**Written instruction**
Rewrite the rows starting at the one containing "Localize any driveway in this frame." and ending at the one containing "[313,174,332,183]", both included, with the requests kept as they are. Increase every bounding-box coordinate in the answers by 100.

#### Records for the exercise ####

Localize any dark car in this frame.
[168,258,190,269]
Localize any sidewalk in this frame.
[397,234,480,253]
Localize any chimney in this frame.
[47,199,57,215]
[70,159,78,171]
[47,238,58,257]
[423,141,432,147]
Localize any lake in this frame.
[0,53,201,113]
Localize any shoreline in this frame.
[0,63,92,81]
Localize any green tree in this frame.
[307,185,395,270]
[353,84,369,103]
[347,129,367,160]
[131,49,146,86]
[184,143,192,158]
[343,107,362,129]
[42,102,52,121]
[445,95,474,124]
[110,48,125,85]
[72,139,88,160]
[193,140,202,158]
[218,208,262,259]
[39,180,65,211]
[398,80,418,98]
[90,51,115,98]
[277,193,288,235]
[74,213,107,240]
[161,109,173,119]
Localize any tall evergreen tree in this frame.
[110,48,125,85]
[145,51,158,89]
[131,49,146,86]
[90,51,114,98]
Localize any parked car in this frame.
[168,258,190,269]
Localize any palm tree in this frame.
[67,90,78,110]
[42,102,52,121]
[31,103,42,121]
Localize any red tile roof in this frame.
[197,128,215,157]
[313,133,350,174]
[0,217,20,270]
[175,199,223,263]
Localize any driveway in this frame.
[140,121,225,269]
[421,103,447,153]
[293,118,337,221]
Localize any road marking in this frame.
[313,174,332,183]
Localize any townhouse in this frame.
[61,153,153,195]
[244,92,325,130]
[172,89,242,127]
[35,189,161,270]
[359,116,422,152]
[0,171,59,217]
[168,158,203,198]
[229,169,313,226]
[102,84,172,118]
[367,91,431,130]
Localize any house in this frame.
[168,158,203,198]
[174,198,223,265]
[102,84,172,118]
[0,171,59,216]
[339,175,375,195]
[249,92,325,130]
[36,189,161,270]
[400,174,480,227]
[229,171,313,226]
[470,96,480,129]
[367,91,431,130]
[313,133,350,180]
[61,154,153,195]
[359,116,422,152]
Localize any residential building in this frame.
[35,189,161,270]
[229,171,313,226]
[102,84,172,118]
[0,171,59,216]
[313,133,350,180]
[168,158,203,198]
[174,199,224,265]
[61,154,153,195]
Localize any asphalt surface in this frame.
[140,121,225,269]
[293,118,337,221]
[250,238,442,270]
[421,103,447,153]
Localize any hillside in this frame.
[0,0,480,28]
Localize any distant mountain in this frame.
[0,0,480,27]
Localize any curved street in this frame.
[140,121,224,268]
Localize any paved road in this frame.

####

**Answer to the exercise**
Localize any driveway in this frame.
[240,221,325,369]
[521,203,547,253]
[393,218,437,321]
Localize any road marking in this frame.
[413,274,432,283]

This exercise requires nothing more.